Work to complete ->
a) According to the excerpted text on Ozone, what three things does Ozone provide abstraction for? List each one.
b) Summarize the excerpted text on Ozone in two sentences.

Ozone is a set of classes in Chromium for abstracting different window systems on Linux. It provides abstraction for the construction of accelerated surfaces underlying Aura UI framework, input devices assignment and event handling.

http://www.chromium.org/developers/design-documents/ozone

Before when using Aura on Linux, all the native windowing system code (X11) was spread throughout Chromium tree. Now the idea is that Ozone will abstract the native code and because it's a set of class factories, it will switch for whoever is the window system. The biggest advantage of this API is that it allows to implement the needed window system bits externally from the Chromium tree, which is great because it is where the loaded work situates.

Worth to mention also that when Aura is used, there's no need for graphics toolkits, such as GTK+, EFL etc.

Howto

We use Ubuntu 12.04 LTS (Precise Pangolin), 32/64-bit but a kernel from Raring though. One can install it pretty easily just sudo apt-get install linux-generic-lts-raring. This version is needed for using Mesa master 9.3.0-devel, a requirement for Weston.

Firstly you'd need to set up the Wayland libraries (version >= 1.2.9), and the Weston reference compositor that you will be running Chromium onto. The information on Wayland's web page should be enough for doing so:

http://wayland.freedesktop.org/building.html

Make sure everything is alright now, setting up the environment variable $XDG_RUNTIME_DIR and playing a bit with the Wayland clients, connecting them on Weston.

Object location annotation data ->
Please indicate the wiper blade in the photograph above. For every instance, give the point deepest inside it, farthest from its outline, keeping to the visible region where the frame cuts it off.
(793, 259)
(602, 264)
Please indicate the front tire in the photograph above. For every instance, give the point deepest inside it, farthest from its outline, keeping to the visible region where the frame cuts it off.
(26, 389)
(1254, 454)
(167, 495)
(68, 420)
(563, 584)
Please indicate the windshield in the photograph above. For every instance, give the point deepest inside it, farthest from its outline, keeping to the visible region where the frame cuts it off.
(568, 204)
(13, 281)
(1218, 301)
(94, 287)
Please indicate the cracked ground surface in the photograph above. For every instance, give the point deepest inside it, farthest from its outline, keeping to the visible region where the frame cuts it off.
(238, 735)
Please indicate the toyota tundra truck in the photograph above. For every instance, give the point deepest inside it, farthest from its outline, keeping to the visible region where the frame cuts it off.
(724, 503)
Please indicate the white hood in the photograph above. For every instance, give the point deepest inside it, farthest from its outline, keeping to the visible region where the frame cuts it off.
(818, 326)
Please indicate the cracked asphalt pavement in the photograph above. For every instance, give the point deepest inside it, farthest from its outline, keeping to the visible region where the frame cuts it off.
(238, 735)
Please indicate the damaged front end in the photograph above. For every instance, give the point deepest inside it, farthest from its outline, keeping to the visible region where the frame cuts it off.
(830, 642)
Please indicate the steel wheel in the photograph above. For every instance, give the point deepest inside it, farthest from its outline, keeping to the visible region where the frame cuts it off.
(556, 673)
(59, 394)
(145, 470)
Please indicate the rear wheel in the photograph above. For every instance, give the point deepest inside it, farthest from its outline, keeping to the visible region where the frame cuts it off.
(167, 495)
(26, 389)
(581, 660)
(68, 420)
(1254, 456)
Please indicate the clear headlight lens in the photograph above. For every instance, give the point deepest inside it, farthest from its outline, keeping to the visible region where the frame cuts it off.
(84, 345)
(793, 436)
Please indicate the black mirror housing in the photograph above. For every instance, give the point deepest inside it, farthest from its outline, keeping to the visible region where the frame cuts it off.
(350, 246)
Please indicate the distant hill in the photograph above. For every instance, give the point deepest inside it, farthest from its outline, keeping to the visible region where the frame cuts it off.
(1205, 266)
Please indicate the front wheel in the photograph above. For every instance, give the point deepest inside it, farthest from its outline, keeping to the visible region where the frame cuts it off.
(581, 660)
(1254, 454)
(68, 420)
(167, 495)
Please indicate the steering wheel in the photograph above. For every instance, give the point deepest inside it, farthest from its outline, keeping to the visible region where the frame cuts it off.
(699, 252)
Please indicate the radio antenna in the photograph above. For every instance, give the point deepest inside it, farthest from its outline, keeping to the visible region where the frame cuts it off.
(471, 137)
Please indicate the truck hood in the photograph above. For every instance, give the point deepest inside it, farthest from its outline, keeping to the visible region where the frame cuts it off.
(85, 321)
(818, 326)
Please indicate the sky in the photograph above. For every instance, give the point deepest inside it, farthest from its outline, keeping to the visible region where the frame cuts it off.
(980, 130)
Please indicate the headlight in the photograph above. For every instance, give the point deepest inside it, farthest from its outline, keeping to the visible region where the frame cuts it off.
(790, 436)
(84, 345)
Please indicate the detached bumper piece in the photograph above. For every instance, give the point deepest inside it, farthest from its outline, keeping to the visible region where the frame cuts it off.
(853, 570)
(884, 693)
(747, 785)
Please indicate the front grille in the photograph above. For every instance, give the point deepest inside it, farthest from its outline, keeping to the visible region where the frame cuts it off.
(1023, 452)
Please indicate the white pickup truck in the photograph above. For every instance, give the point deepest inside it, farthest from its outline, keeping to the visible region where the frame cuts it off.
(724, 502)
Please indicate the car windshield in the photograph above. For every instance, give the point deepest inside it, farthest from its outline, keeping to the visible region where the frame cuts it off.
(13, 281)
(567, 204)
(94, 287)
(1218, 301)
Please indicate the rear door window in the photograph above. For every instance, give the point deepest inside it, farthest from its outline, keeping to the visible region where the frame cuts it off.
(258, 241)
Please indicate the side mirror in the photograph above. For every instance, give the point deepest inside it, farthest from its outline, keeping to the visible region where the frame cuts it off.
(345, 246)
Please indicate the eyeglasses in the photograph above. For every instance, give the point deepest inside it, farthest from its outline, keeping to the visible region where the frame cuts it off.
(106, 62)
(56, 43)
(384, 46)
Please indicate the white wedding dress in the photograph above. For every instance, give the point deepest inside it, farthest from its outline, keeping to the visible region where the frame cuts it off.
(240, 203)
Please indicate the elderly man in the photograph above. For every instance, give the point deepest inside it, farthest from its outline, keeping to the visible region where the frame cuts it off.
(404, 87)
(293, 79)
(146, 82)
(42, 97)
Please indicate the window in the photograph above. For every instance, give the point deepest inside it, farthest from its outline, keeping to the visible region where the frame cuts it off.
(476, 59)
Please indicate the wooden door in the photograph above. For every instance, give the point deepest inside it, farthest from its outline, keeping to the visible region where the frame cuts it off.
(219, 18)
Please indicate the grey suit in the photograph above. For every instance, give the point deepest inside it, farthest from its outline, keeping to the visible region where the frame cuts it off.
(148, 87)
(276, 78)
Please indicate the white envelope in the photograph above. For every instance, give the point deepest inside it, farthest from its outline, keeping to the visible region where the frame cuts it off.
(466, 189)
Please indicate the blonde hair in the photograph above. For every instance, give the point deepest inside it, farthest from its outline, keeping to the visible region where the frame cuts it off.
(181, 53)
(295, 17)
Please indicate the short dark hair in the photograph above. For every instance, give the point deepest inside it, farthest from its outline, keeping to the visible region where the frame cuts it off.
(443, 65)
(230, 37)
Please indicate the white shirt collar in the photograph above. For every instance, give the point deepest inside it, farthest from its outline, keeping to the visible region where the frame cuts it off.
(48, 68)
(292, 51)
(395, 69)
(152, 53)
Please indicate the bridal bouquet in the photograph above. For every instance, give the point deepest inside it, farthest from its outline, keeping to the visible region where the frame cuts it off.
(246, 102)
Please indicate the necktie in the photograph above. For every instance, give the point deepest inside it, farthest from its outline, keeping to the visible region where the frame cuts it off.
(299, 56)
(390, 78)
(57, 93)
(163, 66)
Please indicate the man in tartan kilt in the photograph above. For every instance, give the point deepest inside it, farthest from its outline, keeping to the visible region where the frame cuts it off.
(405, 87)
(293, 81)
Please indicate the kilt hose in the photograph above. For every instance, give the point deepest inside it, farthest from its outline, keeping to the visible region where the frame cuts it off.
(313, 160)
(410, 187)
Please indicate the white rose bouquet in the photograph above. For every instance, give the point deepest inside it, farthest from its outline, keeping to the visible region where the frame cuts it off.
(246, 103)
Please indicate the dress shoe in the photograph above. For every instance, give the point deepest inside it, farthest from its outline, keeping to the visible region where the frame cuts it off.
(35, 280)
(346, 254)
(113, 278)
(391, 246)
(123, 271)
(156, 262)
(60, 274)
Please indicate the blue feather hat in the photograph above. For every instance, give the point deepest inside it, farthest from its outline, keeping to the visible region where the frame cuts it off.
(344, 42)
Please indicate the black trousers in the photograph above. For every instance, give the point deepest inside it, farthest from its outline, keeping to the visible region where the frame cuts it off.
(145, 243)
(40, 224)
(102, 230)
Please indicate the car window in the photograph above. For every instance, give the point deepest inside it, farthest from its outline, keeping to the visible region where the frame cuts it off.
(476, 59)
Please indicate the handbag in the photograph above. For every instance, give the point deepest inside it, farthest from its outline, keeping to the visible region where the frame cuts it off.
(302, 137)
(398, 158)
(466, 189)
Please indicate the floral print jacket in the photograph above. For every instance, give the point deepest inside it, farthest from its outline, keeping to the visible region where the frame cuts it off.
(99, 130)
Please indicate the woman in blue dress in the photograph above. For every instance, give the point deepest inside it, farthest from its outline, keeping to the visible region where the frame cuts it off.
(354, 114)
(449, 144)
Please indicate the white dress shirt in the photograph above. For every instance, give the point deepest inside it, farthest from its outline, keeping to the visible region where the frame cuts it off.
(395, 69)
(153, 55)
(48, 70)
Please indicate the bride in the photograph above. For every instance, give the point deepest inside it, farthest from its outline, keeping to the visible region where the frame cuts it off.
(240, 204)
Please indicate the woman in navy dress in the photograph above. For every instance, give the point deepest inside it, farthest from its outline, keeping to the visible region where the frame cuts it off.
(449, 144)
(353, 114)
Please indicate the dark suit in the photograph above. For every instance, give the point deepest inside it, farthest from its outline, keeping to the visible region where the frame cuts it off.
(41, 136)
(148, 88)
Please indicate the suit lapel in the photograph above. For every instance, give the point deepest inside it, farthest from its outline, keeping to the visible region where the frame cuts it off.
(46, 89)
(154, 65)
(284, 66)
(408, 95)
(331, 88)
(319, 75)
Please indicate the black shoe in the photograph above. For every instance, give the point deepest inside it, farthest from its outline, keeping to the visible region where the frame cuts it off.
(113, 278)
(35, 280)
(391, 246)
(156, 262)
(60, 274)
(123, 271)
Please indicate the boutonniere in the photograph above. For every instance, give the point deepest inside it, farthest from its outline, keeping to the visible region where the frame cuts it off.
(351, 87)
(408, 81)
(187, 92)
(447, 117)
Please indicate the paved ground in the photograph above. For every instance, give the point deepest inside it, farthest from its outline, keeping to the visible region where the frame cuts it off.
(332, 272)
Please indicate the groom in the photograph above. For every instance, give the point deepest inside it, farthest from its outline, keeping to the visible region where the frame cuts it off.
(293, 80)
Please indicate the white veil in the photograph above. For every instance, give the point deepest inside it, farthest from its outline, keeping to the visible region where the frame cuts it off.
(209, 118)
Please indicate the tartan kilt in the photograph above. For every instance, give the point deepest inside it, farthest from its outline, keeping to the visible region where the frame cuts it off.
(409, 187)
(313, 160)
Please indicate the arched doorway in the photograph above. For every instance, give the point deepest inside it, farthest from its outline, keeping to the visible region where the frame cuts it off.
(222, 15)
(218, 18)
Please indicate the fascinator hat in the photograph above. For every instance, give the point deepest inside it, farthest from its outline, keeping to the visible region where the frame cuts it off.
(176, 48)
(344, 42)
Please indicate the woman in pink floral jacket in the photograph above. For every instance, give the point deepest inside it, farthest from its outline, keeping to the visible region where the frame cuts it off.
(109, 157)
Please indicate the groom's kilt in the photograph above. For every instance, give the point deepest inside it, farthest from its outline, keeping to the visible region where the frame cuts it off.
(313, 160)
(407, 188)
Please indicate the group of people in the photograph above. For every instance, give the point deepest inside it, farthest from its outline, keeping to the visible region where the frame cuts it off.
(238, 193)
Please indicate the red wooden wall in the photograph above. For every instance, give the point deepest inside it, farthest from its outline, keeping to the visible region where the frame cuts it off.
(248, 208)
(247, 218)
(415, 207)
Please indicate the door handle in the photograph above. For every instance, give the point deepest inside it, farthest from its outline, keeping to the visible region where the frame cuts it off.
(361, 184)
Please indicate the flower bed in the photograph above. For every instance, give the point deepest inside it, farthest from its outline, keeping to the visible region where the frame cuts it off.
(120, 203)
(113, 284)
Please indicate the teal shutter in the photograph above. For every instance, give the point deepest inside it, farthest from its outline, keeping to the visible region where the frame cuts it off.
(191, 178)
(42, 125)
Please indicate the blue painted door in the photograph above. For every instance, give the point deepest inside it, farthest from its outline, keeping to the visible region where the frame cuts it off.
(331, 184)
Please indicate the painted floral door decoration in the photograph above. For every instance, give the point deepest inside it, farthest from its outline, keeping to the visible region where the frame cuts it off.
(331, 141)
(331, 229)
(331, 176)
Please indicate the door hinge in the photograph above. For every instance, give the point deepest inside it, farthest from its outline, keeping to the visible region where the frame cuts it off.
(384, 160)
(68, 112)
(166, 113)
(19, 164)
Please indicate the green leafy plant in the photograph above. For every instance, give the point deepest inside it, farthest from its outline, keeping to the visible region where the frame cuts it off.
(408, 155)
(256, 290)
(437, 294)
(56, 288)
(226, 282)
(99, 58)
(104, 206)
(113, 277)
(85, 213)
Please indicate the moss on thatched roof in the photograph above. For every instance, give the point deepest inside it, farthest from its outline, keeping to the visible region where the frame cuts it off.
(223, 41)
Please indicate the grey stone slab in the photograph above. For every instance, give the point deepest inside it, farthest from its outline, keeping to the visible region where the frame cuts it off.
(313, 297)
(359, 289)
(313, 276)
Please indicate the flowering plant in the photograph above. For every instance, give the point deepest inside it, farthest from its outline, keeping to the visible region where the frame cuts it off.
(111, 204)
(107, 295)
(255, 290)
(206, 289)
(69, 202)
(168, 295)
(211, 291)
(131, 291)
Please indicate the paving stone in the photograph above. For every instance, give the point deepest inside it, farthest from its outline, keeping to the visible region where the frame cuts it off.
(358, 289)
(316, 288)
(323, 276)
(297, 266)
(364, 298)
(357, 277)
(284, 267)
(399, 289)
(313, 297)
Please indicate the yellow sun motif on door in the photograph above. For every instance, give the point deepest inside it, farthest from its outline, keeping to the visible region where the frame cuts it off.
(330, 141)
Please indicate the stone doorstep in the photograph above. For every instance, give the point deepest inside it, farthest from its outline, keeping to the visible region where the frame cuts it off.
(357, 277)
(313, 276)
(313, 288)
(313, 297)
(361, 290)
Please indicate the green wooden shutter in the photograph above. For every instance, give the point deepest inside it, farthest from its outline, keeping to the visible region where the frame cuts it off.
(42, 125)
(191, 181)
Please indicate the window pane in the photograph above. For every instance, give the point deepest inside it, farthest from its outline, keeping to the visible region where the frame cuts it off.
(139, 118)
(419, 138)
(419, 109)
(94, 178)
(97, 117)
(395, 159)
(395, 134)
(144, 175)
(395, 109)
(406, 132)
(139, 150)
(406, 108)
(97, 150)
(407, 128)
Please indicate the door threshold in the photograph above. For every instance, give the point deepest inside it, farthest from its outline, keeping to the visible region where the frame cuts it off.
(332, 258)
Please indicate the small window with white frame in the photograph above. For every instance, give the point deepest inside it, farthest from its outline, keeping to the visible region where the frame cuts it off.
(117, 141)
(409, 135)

Task solutions ->
a)
- The construction of accelerated surfaces underlying the Aura UI framework
- Input devices assignment
- Event handling

b) Ozone is a set of class factories in Chromium that abstracts the different window systems on Linux, so the native windowing code that was once spread through the Chromium tree can be implemented outside it. The setup uses Ubuntu 12.04 LTS with a Raring kernel for Mesa master, and it requires the Wayland libraries and the Weston reference compositor, which should then be checked by setting $XDG_RUNTIME_DIR and running Wayland clients on Weston.